Implementation:Apache Beam FanOutStreamingEngineWorkerHarness

From Leeroopedia


Field Value
Implementation Name FanOutStreamingEngineWorkerHarness
Overview Concrete implementation for establishing fan-out Windmill gRPC connections for streaming execution, managing multiple backend connections with budget distribution.
Module runners/google-cloud-dataflow-java/worker
Repository apache/beam
Related Principle Principle:Apache_Beam_Windmill_Connection_Setup
last_updated 2026-02-09 04:00 GMT

Overview

FanOutStreamingEngineWorkerHarness is the StreamingWorkerHarness implementation that manages fan-out connections to multiple Windmill backend destinations for Dataflow Streaming Engine with DirectPath. Given a total GetWorkBudget, it divides the budget across active backends, starts GetWorkStreams to each, and dynamically adjusts connections as backend endpoints change. It establishes and manages the full set of gRPC streaming connections (GetWork, GetData, CommitWork) required for streaming work distribution.

···

• PARTS OF THE EXERCISE:
**a)** From the FanOutStreamingEngineWorkerHarness page, list every type of gRPC streaming connection that the harness establishes and manages.
**b)** State whether each of the following agrees with the FanOutStreamingEngineWorkerHarness page: (i) the harness divides the total GetWorkBudget across active backends; (ii) the harness keeps its connections fixed once they are established; (iii) the implementation belongs to the apache/beam repository.

···

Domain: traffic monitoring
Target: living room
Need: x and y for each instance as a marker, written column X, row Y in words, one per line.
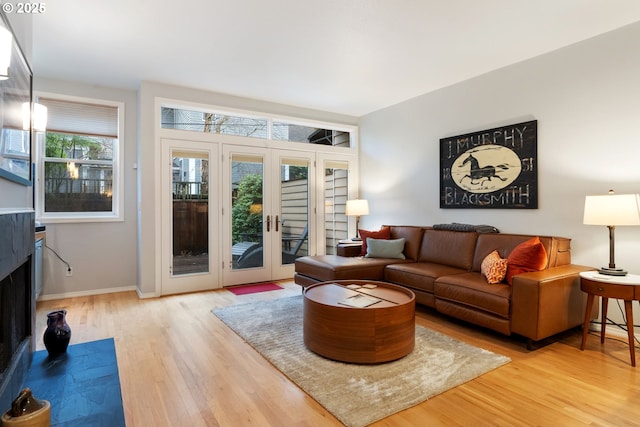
column 583, row 96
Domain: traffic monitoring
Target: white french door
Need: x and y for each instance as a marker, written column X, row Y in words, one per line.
column 268, row 196
column 190, row 217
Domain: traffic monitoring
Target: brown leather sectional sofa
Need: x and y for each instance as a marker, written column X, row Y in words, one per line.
column 443, row 269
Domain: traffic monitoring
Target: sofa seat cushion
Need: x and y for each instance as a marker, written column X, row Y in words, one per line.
column 419, row 275
column 333, row 267
column 471, row 289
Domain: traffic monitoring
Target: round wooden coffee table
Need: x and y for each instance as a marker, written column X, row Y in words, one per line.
column 363, row 333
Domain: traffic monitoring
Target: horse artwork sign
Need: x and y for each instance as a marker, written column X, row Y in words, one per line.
column 490, row 169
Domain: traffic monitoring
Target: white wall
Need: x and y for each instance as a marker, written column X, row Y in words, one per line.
column 101, row 254
column 586, row 99
column 13, row 195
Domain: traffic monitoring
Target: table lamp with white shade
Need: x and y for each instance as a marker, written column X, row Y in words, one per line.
column 357, row 208
column 612, row 210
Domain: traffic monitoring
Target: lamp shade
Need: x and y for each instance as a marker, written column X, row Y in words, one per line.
column 612, row 209
column 357, row 207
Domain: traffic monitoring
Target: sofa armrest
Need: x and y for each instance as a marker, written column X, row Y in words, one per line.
column 547, row 302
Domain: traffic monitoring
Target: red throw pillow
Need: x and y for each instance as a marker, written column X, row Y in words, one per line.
column 384, row 233
column 527, row 256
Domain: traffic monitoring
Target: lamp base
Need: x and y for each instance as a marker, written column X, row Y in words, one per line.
column 612, row 271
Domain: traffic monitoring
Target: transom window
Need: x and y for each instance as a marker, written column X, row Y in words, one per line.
column 80, row 168
column 254, row 127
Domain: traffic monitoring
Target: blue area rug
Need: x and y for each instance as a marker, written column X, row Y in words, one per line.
column 82, row 385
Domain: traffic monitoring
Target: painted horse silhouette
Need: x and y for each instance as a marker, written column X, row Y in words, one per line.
column 479, row 175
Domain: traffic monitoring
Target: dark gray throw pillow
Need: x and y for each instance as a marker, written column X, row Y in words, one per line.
column 378, row 248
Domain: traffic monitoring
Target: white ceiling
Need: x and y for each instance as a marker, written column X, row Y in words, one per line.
column 345, row 56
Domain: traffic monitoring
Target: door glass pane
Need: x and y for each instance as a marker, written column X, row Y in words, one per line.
column 247, row 195
column 294, row 209
column 190, row 187
column 335, row 201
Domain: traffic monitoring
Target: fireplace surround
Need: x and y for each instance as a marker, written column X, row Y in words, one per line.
column 17, row 301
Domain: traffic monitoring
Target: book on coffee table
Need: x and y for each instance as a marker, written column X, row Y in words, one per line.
column 359, row 301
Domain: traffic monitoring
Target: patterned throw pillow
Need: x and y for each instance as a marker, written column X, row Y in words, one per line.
column 494, row 268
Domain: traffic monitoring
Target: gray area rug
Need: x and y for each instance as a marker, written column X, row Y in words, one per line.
column 357, row 395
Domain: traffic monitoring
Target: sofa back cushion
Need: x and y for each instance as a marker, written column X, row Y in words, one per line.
column 558, row 249
column 452, row 248
column 412, row 236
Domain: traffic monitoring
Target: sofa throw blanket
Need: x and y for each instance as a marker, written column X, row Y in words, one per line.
column 456, row 226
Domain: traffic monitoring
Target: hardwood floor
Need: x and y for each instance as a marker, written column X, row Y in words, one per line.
column 181, row 366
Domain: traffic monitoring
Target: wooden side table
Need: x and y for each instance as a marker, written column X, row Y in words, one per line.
column 626, row 288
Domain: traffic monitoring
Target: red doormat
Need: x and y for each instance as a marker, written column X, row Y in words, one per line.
column 253, row 288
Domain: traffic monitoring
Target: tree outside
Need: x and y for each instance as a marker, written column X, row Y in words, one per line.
column 247, row 208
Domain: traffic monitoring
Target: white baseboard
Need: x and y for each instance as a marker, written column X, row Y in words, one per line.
column 49, row 297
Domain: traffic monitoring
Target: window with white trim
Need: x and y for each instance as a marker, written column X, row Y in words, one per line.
column 79, row 174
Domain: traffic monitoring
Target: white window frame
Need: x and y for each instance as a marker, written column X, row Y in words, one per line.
column 117, row 207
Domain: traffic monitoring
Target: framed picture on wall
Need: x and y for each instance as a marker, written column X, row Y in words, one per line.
column 491, row 169
column 15, row 116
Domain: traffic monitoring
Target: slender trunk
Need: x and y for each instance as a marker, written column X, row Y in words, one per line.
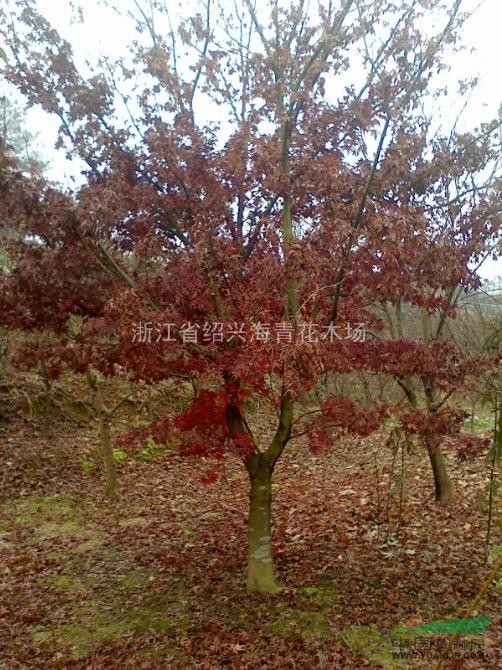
column 105, row 441
column 442, row 483
column 111, row 489
column 261, row 576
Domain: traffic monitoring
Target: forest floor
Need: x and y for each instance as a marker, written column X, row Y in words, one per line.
column 158, row 580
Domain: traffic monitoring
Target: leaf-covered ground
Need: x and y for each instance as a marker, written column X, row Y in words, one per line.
column 157, row 582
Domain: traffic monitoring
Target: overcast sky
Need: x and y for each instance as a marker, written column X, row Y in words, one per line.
column 104, row 32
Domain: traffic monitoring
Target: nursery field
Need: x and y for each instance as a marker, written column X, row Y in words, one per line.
column 156, row 581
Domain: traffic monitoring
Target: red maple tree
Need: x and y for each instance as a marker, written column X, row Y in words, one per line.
column 246, row 255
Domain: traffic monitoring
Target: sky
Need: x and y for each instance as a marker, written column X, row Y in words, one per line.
column 104, row 32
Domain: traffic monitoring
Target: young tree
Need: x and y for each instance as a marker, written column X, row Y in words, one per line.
column 238, row 253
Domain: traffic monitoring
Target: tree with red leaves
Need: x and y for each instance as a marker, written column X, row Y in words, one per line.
column 246, row 253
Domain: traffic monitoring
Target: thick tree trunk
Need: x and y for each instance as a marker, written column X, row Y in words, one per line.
column 442, row 483
column 261, row 576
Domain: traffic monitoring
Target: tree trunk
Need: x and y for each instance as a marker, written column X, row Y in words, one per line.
column 261, row 577
column 111, row 489
column 442, row 484
column 105, row 440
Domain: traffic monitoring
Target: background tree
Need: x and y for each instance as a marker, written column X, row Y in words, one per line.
column 288, row 213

···

• PROBLEM SOLUTIONS:
**a)** GetWork, GetData, CommitWork

**b)**
(i) Yes: "Given a total GetWorkBudget, it divides the budget across active backends"
(ii) No: "dynamically adjusts connections as backend endpoints change"
(iii) Yes: "Repository apache/beam"